** START MATERIAL SHOWN **

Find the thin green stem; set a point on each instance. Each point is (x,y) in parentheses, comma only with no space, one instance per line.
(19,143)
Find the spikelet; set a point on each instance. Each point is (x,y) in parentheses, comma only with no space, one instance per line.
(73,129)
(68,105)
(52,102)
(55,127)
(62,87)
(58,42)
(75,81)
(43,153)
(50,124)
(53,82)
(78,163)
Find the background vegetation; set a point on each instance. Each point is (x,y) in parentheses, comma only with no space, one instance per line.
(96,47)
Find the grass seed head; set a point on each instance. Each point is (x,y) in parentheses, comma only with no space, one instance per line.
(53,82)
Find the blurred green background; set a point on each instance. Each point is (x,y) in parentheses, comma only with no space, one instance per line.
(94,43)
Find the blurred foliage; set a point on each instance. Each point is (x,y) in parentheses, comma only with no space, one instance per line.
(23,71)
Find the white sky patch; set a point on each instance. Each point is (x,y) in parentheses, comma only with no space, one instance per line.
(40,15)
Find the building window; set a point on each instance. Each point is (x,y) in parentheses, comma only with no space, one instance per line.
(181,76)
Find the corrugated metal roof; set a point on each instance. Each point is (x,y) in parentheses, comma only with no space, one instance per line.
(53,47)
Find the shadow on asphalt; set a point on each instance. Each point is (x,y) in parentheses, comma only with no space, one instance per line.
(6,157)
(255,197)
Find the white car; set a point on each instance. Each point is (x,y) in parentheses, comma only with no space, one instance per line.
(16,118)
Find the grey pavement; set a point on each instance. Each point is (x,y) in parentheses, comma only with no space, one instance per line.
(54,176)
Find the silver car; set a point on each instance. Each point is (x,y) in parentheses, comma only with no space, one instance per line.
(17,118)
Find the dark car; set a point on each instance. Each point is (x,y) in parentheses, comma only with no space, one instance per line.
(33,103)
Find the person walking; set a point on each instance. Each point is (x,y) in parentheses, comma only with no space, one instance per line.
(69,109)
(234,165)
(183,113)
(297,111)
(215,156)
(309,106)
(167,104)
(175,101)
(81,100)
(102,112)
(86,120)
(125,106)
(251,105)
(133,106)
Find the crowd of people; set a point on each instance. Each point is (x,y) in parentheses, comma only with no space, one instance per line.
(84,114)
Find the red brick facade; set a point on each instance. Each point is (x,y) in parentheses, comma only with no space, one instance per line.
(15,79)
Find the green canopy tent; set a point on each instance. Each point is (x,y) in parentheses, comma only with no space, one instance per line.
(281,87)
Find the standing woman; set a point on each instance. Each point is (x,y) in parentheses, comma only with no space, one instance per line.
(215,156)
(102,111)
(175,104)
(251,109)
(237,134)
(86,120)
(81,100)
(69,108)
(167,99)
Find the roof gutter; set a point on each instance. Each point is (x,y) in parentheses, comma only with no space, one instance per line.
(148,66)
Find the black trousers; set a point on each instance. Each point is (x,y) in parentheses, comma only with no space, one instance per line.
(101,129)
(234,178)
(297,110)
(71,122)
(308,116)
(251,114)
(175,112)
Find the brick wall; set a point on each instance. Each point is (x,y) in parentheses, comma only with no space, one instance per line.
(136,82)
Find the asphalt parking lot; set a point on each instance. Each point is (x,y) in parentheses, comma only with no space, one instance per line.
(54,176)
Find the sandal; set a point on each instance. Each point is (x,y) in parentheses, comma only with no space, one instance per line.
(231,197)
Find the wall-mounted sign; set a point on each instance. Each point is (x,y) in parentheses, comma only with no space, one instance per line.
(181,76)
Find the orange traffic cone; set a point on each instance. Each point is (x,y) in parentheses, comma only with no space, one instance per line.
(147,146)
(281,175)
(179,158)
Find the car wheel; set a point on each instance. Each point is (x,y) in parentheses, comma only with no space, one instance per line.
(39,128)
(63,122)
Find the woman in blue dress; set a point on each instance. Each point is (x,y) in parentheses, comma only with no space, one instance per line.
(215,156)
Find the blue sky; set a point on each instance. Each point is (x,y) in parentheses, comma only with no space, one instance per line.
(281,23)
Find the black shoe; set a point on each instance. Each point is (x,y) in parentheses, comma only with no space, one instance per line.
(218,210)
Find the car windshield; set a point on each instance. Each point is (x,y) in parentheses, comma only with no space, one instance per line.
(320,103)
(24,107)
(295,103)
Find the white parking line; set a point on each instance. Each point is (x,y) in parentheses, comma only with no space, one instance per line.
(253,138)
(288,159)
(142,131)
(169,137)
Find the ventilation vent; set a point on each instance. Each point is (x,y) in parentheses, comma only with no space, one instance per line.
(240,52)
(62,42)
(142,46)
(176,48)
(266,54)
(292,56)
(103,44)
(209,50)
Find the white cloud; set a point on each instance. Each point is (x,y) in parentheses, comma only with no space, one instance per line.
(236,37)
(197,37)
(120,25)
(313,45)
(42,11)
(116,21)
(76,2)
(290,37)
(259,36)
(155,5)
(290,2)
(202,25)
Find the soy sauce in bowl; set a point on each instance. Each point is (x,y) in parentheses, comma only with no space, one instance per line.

** END MATERIAL SHOWN **

» REQUIRED TASK
Reproduce all of the entries word for word.

» ANSWER IN FULL
Find the thin green stem; set a point on each instance. Each point is (x,y) in parentheses, comma only with no space, one instance per line.
(19,143)
Find the spikelet; set a point on each instance. Each point is (x,y) in parentheses, comma only with no space, one instance per line.
(73,129)
(68,105)
(52,102)
(55,127)
(62,87)
(58,42)
(75,81)
(43,153)
(50,124)
(53,82)
(78,163)
Find the background vegetation; set a point on each instance. Each point is (x,y) in parentheses, comma only with no space, one instance per line.
(96,47)
Find the grass seed head; set a point on each instance. Each point is (x,y) in parentheses, comma only with no space, one instance per line.
(53,82)
Find the blurred green background; set a point on each instance. Each point is (x,y) in parentheses, comma only with no space, one instance per line.
(94,43)
Find the blurred foliage; set a point on each instance. Each point is (x,y) in parentheses, comma only with no space, one instance per line.
(23,71)
Find the white sky patch; set a point on each instance. Each point is (x,y) in parentheses, comma only with no space, one instance per line.
(40,15)
Find the building window; set a point on each instance. Each point is (x,y) in parentheses, comma only with no space, one instance per line.
(181,76)
Find the corrugated metal roof; set a point on each instance. Each point is (x,y) in parentheses, comma only with no space, one instance per line.
(53,47)
Find the shadow on asphalt; set a point on each instance. Each point is (x,y) in parentheses, comma only with no space, one instance per line.
(6,157)
(255,197)
Find the white car; set a point on each instance. Each point is (x,y) in parentheses, comma only with no space, one instance per line.
(16,118)
Find the grey pavement; set a point on each instance. Each point is (x,y) in parentheses, comma only with no space, one instance per line.
(54,176)
Find the silver car; set a point on each instance. Each point is (x,y) in parentheses, comma only with no space, one instance per line.
(17,118)
Find the dark car; set a point on each instance. Each point is (x,y) in parentheses, comma only with no space, one instance per line.
(33,103)
Find the person walking; set a point on each instance. Each point is (x,y) in parentheses, comma only with no space, one instance per line.
(69,109)
(234,165)
(183,113)
(297,111)
(215,156)
(309,106)
(167,104)
(175,101)
(81,100)
(102,112)
(86,120)
(125,106)
(251,105)
(133,106)
Find the crowd of people; set a point on each instance. Each point is (x,y) in parentheses, comma only with no space, one instance per line.
(84,114)
Find the red brick facade; set a point on each instance. Each point is (x,y) in parentheses, comma only with no space, one instance per line.
(15,79)
Find the green canopy tent; set a point on each instance. Each point is (x,y) in parentheses, comma only with no space, one instance per line.
(281,87)
Find the standing woman; set a point on each instance. Each point is (x,y) in parentheses, comma only with no space, one instance per line.
(215,156)
(102,111)
(175,104)
(251,109)
(237,134)
(86,120)
(81,100)
(69,108)
(167,99)
Find the roof gutter; set a point on each instance. Each point is (x,y) in parentheses, comma only with no space, one instance per line.
(148,66)
Find the black trousers; set a point on each instance. Each point is (x,y) in parentheses, comma only with no space, one instance per line.
(101,129)
(234,178)
(297,110)
(71,122)
(308,116)
(251,114)
(175,112)
Find the brick wall; set a point on each instance. Each point is (x,y) in parentheses, comma only with no space, one instance per line.
(136,82)
Find the asphalt parking lot; set a point on each instance. Each point is (x,y) in parentheses, comma only with no space, one instance per line.
(54,176)
Find the sandal; set a point on each instance. Each point is (x,y) in parentheses, comma only with no space, one instance per line.
(231,197)
Find the wall-mounted sign; set a point on each instance. Each point is (x,y) in parentheses, comma only with no space, one instance per line.
(181,76)
Find the orange traffic cone; set a point on each instance. Each point is (x,y) in parentheses, comma only with no space, one instance per line.
(147,146)
(281,175)
(179,158)
Find the car wheel; set a point on each instance. Each point is (x,y) in parentheses, comma only with no space, one instance per line.
(39,128)
(63,122)
Find the woman in blue dress; set a point on each instance. Each point is (x,y) in parentheses, comma only with no space, one instance per line.
(215,156)
Find the blue sky; set a point on each instance. Each point is (x,y) in parentheses, comma only with no space, one instance per line.
(281,23)
Find the black shoe; set a point on each instance. Each point is (x,y) in parentheses, comma only with no space, one instance per line.
(218,210)
Find the car windshield; set a point on each instance. Each point is (x,y) in parentheses, comma only with no space, one instance per line.
(320,103)
(24,107)
(295,103)
Find the white parking line; set a point on each instance. Each point is (x,y) in parentheses, comma only with no space, one instance per line.
(253,138)
(288,159)
(142,131)
(169,137)
Find the ventilation vent; set a point on each instance. Each point is (x,y) in parentheses, comma only with no space, one instance per line.
(240,52)
(62,42)
(142,46)
(176,48)
(266,54)
(292,56)
(103,44)
(209,50)
Find the white cloud; set a point on each instance. Each point is (x,y) in parentheses, comma only with no space, one instance per line.
(236,37)
(197,37)
(120,25)
(313,45)
(42,11)
(116,21)
(76,2)
(290,37)
(259,36)
(155,5)
(290,2)
(202,25)
Find the soy sauce in bowl; set a point on each instance. Each point is (x,y) in parentheses, comma only with no space, one instance per line.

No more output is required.